- GIVEN ENTRIES
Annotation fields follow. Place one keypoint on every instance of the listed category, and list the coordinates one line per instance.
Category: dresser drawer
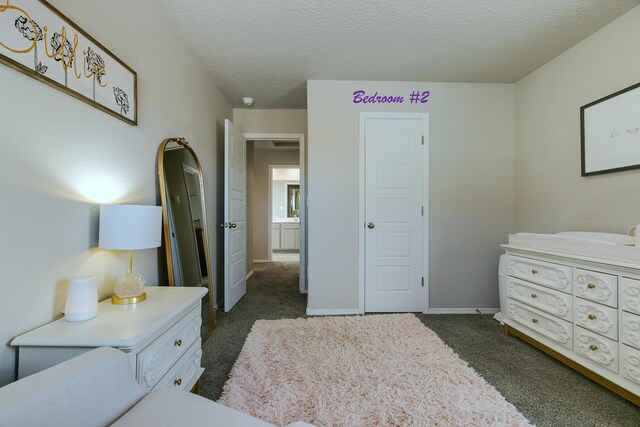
(545, 299)
(631, 329)
(545, 324)
(547, 274)
(596, 317)
(156, 359)
(596, 286)
(598, 349)
(630, 363)
(630, 295)
(186, 371)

- TASK PROMPT
Output all of the data word for word, excluding any pictures.

- WORKED SOLUTION
Annotation fields follow. Place one keypoint on every instance of the listed category, and list the coordinates one line per instance.
Category: dresser drawer
(545, 299)
(631, 329)
(545, 324)
(547, 274)
(596, 317)
(156, 359)
(596, 286)
(598, 349)
(630, 363)
(630, 295)
(186, 371)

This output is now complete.